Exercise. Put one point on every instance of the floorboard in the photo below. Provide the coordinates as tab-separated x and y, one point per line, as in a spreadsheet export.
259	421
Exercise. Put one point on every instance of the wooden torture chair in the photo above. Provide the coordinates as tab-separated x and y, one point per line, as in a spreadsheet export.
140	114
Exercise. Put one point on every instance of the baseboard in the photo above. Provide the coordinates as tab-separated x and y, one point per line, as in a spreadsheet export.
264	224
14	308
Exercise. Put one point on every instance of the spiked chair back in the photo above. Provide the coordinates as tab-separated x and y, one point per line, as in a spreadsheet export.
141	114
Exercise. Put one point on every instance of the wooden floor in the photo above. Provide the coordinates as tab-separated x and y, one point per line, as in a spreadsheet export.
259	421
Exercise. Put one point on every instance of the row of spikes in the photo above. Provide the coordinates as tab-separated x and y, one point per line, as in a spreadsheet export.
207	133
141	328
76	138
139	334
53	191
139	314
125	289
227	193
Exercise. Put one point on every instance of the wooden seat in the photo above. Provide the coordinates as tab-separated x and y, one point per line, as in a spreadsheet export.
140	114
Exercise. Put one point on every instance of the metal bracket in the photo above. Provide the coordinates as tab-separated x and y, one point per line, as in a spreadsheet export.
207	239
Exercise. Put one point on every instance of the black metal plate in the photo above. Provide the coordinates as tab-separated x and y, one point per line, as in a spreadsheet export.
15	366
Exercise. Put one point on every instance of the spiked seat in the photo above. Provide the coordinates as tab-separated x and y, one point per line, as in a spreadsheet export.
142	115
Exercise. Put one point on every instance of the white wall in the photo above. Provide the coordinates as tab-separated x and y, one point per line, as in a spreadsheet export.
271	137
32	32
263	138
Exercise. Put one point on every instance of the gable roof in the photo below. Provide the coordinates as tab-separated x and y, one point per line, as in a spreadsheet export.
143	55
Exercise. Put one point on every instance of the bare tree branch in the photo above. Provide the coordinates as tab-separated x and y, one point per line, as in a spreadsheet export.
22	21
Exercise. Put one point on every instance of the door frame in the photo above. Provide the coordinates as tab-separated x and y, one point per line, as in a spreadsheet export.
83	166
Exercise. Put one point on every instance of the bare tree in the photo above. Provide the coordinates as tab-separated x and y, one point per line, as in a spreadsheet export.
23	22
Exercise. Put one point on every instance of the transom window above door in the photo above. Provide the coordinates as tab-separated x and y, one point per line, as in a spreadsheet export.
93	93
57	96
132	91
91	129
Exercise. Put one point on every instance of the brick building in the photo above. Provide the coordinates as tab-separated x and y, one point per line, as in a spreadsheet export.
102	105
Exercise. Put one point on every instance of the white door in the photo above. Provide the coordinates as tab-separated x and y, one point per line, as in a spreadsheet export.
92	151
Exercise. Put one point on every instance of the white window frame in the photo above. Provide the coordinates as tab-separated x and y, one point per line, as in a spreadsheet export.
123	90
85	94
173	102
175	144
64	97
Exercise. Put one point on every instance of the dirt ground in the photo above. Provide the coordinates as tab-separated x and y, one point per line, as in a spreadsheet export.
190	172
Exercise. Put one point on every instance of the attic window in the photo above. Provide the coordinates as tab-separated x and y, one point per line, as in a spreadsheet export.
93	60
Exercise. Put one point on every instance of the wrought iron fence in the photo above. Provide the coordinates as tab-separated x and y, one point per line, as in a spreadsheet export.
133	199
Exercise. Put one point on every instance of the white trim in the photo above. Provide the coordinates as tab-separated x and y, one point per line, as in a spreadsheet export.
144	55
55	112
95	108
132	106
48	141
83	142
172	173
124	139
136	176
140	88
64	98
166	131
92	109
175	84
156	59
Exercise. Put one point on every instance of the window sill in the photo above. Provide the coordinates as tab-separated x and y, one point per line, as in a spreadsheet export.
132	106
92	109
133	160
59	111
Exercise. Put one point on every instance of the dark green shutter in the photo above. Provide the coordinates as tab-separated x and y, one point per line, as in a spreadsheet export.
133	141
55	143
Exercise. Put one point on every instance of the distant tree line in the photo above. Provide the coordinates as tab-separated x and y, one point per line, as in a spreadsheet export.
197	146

..............................

# PROBLEM STATEMENT
Set down the lines above exactly as written. Begin at the line containing "Exercise. Put one point on every instance of the window" and stop after the last line.

# RESULT OF THE EXERCISE
Exercise. Put one point on every instance of the window sill in the photo above. Provide the coordinates as tab-separated x and y, one point per line, as in a spreadsheet export.
132	106
92	109
133	160
59	111
Exercise. Put one point on every instance of the dark green shutter in the photo above. Provide the coordinates as tab-separated x and y, one point per line, as in a spreadsheet export.
133	141
55	143
Exercise. Put one point on every instance of the distant tree line in the photo above. Provide the coordinates as tab-separated x and y, one point per line, as in a spreadsheet export.
197	146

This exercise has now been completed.